## Information given
◇ ◇ ◇

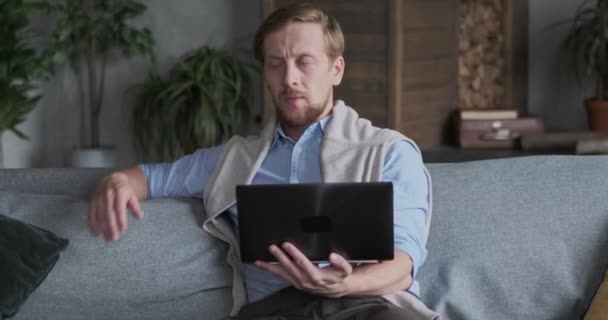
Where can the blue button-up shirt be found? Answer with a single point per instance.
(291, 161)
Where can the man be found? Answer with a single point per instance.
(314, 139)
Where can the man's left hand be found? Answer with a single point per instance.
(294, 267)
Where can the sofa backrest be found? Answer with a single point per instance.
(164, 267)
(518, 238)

◇ ◇ ◇

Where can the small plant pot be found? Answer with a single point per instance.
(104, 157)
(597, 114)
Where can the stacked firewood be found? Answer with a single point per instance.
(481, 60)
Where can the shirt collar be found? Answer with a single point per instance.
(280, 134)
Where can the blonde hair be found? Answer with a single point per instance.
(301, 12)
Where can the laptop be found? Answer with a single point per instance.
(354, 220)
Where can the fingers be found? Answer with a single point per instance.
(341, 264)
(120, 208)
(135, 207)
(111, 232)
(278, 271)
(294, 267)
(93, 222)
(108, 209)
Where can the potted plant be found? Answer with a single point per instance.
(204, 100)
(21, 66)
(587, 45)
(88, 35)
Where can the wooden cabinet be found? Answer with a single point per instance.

◇ ◇ ◇

## Brief
The exact lines of the material above starting at the one that contains "Where can the laptop" and ending at the one that contains "Where can the wooden" are what to retype; leave out everything else.

## Written solution
Where can the laptop be found? Answer with a single point per instance.
(354, 220)
Where can the fingers be found? Answer with a single point per instance.
(341, 264)
(120, 208)
(135, 207)
(111, 232)
(278, 271)
(294, 267)
(93, 222)
(108, 209)
Where can the potted plant be found? Answer with a single point per instance.
(204, 100)
(21, 66)
(587, 45)
(88, 35)
Where can the wooden cabinet be found? Answer with a single point per instance.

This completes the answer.